Please pick out every line in the items below that contains the word "stone" and copy each one in full. Case counts.

-------- Recorded data --------

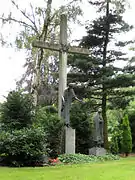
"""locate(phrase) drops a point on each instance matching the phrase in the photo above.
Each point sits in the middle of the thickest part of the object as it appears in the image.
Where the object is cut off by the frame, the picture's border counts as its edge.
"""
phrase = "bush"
(80, 121)
(53, 126)
(16, 112)
(126, 142)
(114, 148)
(81, 158)
(22, 147)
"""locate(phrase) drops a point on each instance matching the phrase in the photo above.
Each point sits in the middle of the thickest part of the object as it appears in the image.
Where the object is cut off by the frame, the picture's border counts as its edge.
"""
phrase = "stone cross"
(67, 99)
(63, 48)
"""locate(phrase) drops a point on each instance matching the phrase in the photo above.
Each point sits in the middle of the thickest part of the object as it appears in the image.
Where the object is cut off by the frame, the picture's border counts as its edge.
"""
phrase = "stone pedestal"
(97, 151)
(69, 140)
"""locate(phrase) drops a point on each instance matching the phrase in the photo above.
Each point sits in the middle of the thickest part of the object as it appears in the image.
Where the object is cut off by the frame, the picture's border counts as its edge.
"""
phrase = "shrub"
(53, 127)
(81, 158)
(114, 148)
(23, 147)
(16, 112)
(126, 142)
(80, 121)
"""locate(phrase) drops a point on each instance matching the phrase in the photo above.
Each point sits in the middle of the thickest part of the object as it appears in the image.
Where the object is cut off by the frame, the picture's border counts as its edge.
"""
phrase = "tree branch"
(26, 16)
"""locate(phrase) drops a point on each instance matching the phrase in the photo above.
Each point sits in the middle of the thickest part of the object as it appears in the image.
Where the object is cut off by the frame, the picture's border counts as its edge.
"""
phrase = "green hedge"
(81, 158)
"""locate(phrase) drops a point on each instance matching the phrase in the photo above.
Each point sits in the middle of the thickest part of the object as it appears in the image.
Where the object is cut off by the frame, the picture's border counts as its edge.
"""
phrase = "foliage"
(17, 111)
(123, 169)
(80, 121)
(114, 148)
(38, 22)
(98, 71)
(24, 147)
(126, 142)
(130, 110)
(47, 118)
(81, 158)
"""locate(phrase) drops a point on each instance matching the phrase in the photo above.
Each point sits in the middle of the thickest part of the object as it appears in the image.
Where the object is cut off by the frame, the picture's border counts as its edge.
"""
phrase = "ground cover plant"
(110, 170)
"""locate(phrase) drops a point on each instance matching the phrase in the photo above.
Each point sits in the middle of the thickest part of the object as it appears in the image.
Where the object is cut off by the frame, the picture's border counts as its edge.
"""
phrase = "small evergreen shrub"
(47, 118)
(24, 147)
(126, 142)
(16, 111)
(114, 148)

--------

Solution to this problem:
phrase = "stone cross"
phrase = "stone pedestal"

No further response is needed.